[WORK INSTRUCTION]: Leave out the pictures and copy every record exactly.

[THE DATA]:
====

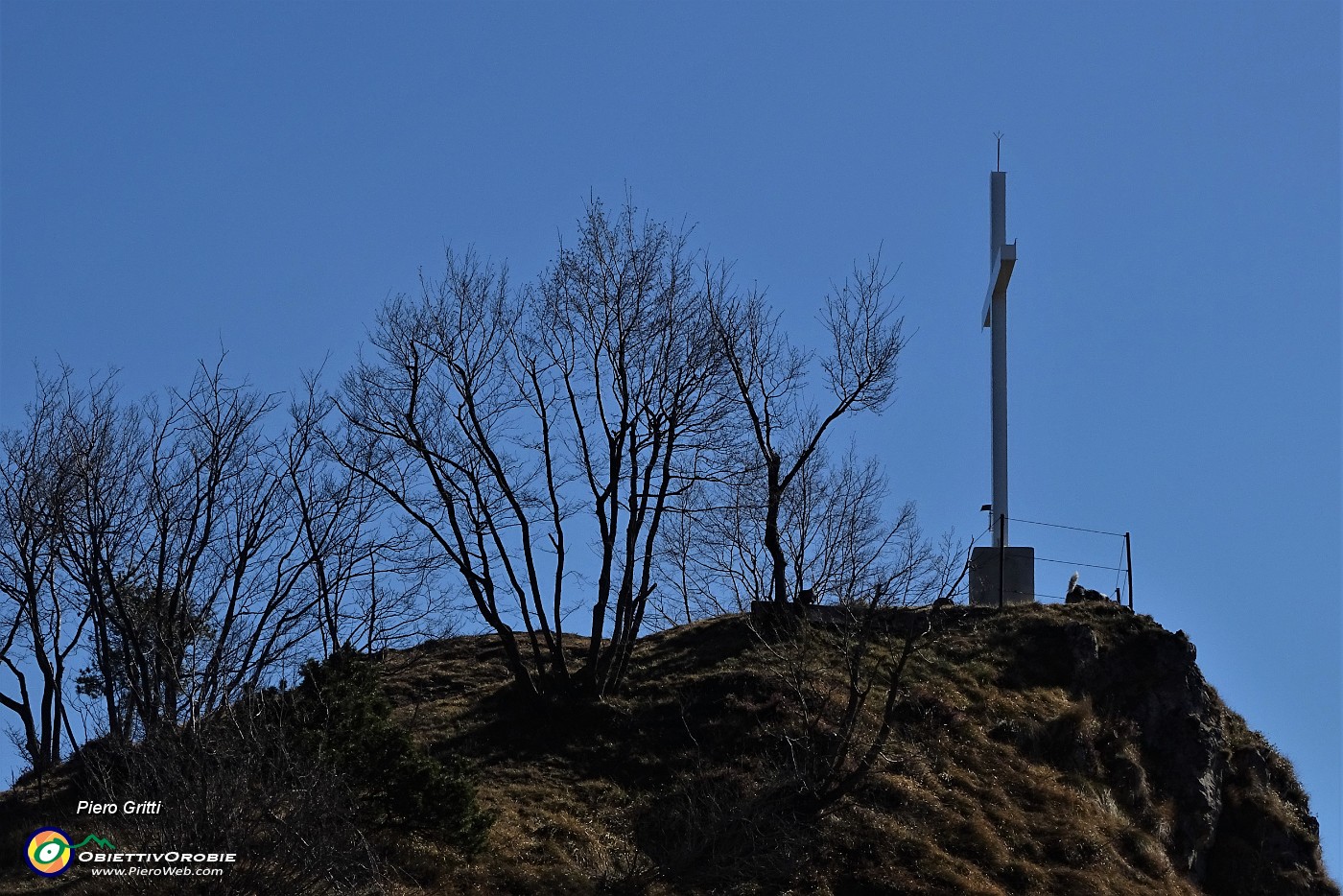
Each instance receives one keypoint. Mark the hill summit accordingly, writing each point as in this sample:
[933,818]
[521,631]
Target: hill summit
[1031,750]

====

[EXPECTED OUTPUT]:
Each instance receives one keypoint. Mark the hill summit accordingly, writing each point as in this sample:
[933,818]
[521,631]
Target: hill summit
[1031,750]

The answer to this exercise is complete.